What is needed. Read the records beneath this task and copy every line that contains the string "mouth".

[Referring expression pointing data]
* * * *
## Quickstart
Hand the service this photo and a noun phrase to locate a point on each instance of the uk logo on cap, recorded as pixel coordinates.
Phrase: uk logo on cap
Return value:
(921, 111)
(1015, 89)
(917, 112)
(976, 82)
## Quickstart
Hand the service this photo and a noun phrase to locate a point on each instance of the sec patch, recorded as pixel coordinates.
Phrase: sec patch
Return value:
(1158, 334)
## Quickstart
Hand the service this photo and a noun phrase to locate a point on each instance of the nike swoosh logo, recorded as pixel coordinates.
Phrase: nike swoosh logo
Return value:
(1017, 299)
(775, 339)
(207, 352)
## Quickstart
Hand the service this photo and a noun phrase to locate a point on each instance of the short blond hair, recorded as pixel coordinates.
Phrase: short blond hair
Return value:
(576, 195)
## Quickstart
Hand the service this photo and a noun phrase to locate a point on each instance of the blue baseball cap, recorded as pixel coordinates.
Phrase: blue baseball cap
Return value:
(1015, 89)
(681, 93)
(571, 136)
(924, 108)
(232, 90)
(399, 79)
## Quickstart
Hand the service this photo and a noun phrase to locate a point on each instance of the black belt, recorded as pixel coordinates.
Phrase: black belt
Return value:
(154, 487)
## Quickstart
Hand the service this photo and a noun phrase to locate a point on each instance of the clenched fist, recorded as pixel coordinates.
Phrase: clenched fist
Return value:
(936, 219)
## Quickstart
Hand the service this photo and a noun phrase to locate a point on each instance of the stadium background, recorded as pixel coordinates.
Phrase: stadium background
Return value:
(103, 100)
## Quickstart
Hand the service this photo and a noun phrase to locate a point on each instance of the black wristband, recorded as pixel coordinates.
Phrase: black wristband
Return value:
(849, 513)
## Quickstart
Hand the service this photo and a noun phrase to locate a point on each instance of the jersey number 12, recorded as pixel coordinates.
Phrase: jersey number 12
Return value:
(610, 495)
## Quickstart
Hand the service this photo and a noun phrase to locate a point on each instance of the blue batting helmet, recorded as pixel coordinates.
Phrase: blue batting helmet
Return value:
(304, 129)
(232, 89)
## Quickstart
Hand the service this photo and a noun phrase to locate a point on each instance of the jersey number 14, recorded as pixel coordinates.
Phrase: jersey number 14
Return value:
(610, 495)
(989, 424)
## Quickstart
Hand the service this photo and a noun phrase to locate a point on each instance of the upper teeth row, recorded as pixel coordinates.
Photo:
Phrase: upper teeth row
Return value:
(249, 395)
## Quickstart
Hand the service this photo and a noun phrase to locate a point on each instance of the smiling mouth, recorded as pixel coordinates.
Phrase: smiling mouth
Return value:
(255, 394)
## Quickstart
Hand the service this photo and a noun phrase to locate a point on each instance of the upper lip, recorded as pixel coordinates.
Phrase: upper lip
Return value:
* * * *
Exercise result.
Hand the service this photo and a noun phrase to locate a point on each instance of the smiling mouth, recorded as pixel coordinates.
Phrase: smiling mouth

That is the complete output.